ВЫБРАННЫЙ ТЕКСТ:
+===+

Мы с Софьей Исааковной говорили о тебе. Она относится к тебе с искренней теплотой, которая в этой странной, робкой и надменной натуре проявляется через силу и как-то условно. Между прочим, она сказала, что хочет твоему ожидающемуся в мир пришельцу приготовить все приданое. Дм. Григ.[390]
также горячо развивал невозможный проект, чтобы перегрузить тебя со всем четвериком в тот флигель, где гостил Костя[391], а Сашу[392] и Льва Исааковича, которые там обитают “пустить на все четыре стороны”.Лев Исаакович приехал внезапно, огорчил меня своим приездом безмерно и, кажется, скоро уедет. Мне ужасно тяжело с ним встречаться. Я стараюсь не выходить из моей комнаты или ухожу гулять с Из.<абеллой> Аф.<анасьевной> (Белла)[393]
, но все же встречи неизбежны. Софье Исааковне это тоже тяжело, но она не хочет, чтобы я уезжала. Может быть, потому что я люблю ее неподвижную красоту и пустынную ночь ее души. Ланге еще не возвращался из Петербурга – у него заболела воспалением мозга какая-то таинственная девочка, без него нет ни тенниса, ни крокета, ни поездок на разные хутора. Дети в его отсутствие немножко наклевываются в мою комнату. Софья Исааковна уговаривает меня остаться у них учительницей на всю зиму. Мое глупое пристрастие к холодным и чужим детям тянет меня согласиться – но какой-то тайный голос советует не откладывать Москвы. Пожалуйста, не забудь прислать фельетон о Котарбинском.Не знаешь ли Талиного адреса? Окончился ли ремонт? Как здоровье Кости?

+===+

ИСХОДНЫЕ ДАННЫЕ:
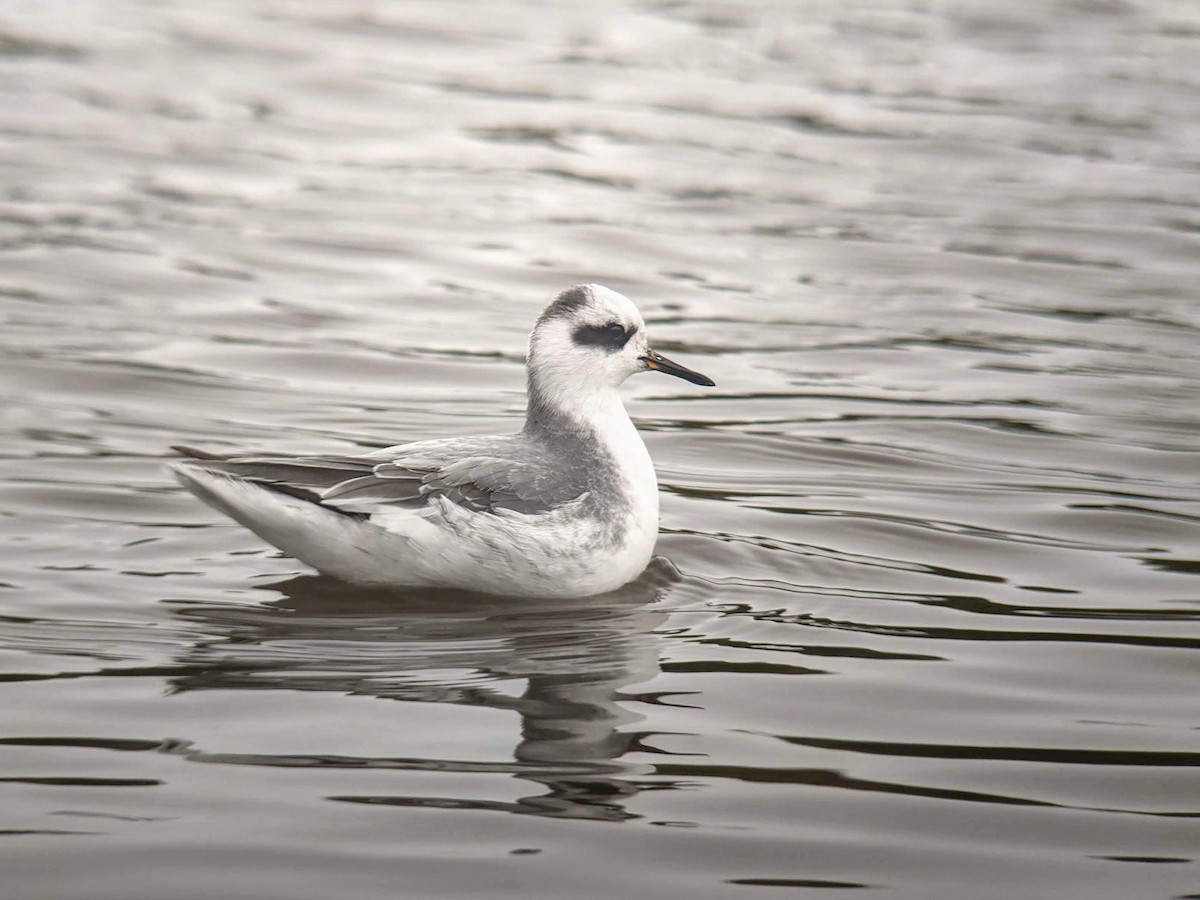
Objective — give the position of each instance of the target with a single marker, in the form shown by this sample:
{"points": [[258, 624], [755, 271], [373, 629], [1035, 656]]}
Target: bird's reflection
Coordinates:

+===+

ФОРМУЛИРОВКА ЗАДАНИЯ:
Назовите все занятия, которых, по словам автора отрывка письма, нет без Ланге. Опирайтесь только на отрывок письма.

ПРАВИЛЬНЫЙ ОТВЕТ:
Теннис, крокет, поездки на разные хутора.